# [WORK REQUIRED]
Repeat the lines from the line with "TARGET = bare legs" to the line with "TARGET = car windshield" in the listing below, keeping both end lines and adding nothing.

*** Opening INPUT MATERIAL ***

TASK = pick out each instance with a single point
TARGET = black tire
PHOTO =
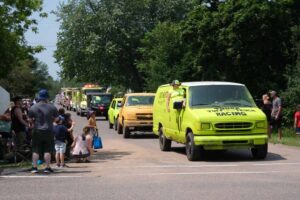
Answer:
(120, 128)
(260, 152)
(164, 143)
(110, 125)
(116, 124)
(126, 132)
(193, 152)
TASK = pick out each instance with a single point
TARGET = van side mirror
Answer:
(178, 105)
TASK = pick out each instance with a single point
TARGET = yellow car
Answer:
(113, 112)
(210, 116)
(135, 113)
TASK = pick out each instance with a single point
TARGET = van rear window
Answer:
(220, 95)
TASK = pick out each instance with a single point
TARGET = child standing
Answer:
(297, 121)
(60, 133)
(92, 123)
(82, 145)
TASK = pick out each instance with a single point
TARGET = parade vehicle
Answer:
(210, 116)
(135, 113)
(66, 97)
(75, 101)
(113, 112)
(85, 96)
(100, 104)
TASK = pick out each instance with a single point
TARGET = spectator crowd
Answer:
(39, 131)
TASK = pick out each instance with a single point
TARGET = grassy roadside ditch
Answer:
(288, 137)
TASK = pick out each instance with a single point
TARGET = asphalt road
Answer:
(135, 168)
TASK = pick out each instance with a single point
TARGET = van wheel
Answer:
(115, 124)
(126, 132)
(120, 128)
(260, 152)
(164, 143)
(110, 125)
(193, 152)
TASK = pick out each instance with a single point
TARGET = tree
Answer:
(99, 40)
(161, 60)
(27, 79)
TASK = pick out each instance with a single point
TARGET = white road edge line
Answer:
(210, 173)
(270, 164)
(8, 176)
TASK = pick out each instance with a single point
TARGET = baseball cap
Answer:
(43, 94)
(175, 82)
(17, 98)
(61, 118)
(91, 112)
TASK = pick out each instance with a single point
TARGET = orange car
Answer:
(136, 113)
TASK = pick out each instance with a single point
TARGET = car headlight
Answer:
(260, 124)
(205, 126)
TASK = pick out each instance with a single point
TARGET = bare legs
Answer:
(35, 158)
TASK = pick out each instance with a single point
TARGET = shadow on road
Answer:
(141, 135)
(103, 155)
(101, 119)
(230, 155)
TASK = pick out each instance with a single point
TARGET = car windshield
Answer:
(119, 104)
(140, 100)
(102, 99)
(220, 95)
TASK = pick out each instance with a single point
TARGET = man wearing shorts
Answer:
(276, 114)
(60, 133)
(41, 116)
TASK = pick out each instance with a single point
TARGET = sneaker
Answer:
(48, 170)
(63, 165)
(34, 170)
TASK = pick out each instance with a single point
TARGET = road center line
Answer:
(174, 166)
(210, 173)
(40, 176)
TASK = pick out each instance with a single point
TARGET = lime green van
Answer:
(113, 112)
(210, 116)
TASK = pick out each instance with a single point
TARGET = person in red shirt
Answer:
(297, 121)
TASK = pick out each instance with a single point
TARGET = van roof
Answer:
(140, 94)
(201, 83)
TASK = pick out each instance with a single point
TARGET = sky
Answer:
(46, 36)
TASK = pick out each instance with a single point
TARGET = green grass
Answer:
(288, 137)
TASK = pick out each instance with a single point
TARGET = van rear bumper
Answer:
(139, 125)
(227, 142)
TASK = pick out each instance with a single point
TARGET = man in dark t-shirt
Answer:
(41, 116)
(276, 114)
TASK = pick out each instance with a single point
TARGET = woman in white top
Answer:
(82, 146)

*** Closing INPUT MATERIAL ***

# [TASK RESPONSE]
TARGET = bare legs
Answer:
(35, 158)
TASK = pick out each instance with a single point
TARGET = shadow on road
Answer:
(141, 135)
(103, 155)
(101, 119)
(230, 155)
TASK = pick out each instance with a single point
TARGET = car windshield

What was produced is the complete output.